MATERIAL SUPPLIED:

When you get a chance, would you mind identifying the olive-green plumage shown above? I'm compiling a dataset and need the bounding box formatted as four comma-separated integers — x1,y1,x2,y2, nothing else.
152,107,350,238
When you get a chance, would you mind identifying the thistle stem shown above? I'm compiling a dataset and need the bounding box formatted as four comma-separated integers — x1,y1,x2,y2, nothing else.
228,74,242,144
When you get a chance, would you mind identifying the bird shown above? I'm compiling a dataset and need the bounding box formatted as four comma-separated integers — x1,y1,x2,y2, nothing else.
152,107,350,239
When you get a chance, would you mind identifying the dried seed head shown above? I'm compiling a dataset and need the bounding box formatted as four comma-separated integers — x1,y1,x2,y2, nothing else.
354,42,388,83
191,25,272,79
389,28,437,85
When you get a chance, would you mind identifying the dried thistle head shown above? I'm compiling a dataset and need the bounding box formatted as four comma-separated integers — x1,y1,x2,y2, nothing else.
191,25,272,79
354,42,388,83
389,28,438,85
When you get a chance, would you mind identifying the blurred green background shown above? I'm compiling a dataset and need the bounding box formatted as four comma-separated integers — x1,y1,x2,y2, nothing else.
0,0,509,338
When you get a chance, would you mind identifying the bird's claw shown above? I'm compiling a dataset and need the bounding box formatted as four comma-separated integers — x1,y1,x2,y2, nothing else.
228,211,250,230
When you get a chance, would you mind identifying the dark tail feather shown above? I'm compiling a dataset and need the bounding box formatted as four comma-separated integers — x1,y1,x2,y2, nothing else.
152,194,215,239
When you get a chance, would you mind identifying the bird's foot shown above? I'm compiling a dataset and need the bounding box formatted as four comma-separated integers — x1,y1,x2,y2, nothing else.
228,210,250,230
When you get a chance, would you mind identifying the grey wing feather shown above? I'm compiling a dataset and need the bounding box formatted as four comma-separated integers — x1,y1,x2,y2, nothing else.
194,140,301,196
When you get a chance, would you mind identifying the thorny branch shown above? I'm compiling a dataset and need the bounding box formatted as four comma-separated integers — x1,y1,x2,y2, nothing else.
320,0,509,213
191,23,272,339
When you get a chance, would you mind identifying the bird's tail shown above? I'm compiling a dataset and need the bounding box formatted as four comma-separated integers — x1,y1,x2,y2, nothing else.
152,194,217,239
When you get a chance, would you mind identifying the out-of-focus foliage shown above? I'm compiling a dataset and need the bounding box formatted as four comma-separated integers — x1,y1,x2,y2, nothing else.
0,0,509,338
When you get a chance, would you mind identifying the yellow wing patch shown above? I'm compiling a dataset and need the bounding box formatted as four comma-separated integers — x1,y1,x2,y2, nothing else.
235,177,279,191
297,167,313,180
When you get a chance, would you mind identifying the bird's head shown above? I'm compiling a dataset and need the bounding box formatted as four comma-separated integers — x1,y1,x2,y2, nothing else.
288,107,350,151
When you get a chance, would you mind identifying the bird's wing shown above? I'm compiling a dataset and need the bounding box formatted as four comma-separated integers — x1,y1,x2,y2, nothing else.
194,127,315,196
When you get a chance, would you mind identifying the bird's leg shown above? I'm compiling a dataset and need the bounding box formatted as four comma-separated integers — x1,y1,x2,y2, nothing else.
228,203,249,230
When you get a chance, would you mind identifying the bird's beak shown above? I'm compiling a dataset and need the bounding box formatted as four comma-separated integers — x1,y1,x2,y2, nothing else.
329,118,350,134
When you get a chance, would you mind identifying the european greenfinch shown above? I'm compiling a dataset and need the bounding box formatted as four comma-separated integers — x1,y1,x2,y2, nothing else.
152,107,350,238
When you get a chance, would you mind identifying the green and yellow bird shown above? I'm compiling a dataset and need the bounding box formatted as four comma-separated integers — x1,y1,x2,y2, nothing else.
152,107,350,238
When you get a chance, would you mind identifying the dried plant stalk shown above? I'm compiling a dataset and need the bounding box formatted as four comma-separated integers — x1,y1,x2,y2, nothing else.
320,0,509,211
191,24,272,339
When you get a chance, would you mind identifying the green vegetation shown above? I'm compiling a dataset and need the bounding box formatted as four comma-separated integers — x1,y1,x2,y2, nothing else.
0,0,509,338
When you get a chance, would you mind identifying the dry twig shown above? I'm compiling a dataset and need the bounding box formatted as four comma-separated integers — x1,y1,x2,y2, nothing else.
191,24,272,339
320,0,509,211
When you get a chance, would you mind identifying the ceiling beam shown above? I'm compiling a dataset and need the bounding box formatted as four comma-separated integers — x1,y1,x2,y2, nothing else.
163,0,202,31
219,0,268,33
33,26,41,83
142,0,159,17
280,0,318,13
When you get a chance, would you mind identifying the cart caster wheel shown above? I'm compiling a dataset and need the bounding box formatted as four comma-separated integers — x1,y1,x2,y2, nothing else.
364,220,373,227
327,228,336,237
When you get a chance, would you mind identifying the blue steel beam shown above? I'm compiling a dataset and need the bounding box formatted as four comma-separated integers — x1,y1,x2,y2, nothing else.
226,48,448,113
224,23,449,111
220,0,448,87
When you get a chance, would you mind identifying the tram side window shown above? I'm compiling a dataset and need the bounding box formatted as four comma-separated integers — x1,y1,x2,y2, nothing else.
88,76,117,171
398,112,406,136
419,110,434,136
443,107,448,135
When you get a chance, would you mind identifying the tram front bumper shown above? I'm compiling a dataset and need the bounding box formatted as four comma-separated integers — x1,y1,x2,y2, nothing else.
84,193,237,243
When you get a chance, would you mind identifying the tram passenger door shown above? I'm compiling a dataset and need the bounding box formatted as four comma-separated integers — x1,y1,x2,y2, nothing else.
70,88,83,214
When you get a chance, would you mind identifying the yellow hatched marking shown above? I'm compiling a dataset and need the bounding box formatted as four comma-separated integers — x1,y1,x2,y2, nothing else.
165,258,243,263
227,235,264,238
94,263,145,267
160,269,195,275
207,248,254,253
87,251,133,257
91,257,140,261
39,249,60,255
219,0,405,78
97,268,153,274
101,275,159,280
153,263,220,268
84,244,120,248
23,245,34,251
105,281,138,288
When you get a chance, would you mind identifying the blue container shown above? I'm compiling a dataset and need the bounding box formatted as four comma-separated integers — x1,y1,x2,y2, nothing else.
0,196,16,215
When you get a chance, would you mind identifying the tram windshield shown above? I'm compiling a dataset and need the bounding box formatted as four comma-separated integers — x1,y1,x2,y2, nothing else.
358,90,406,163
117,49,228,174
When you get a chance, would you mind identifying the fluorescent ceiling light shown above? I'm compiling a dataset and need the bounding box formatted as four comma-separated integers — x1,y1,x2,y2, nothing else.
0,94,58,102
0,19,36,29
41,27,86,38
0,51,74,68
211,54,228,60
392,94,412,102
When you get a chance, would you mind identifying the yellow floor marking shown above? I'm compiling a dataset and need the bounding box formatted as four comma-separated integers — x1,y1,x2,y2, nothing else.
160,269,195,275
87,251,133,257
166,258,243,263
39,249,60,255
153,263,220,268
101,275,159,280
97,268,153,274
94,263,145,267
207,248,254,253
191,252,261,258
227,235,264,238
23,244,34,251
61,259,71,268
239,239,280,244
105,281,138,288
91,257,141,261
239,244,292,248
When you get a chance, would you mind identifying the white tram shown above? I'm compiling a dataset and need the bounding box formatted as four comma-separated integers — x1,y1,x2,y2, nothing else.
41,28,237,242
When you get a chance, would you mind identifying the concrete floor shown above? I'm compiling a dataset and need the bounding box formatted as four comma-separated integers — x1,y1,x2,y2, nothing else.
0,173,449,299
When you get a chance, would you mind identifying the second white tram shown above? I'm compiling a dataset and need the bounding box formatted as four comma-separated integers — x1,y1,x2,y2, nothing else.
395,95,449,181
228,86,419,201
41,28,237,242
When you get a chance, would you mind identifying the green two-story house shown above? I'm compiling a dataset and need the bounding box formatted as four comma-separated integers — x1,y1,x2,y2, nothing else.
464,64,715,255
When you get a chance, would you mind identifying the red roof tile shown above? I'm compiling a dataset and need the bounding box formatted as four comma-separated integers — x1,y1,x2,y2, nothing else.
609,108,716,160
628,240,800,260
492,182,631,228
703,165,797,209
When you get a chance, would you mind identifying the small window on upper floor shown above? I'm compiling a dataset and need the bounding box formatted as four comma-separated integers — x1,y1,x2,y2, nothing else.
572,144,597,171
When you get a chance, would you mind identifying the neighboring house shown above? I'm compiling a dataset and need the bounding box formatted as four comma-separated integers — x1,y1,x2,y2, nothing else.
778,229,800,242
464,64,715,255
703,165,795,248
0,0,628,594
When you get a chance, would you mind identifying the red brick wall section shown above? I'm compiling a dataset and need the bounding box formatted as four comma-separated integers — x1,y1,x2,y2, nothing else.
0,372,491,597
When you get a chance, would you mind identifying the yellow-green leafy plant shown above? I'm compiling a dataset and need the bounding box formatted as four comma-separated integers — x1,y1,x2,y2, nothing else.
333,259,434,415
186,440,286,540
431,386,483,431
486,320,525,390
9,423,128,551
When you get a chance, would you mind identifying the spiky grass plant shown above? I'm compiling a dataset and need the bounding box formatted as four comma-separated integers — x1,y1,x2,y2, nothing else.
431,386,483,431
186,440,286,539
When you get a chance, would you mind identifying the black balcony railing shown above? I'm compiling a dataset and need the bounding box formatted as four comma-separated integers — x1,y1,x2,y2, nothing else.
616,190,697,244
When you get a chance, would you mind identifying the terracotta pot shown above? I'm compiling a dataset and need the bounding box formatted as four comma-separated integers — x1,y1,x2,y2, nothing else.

GOAL: Locate each line in the records above that contains the word "blue" and copy those lines out in full.

EXPECTED ANSWER:
When you get a chance, would you mind identifying the blue steel beam shown above? I'm compiling a dataset and need the bounding box formatted as four comma-separated integers — x1,y1,x2,y2, nothing else.
When you get a chance, would you mind identifying the blue container shown above? I'm compiling a dataset and need the bounding box formatted as four comma-separated integers — x1,y1,x2,y2, nothing else.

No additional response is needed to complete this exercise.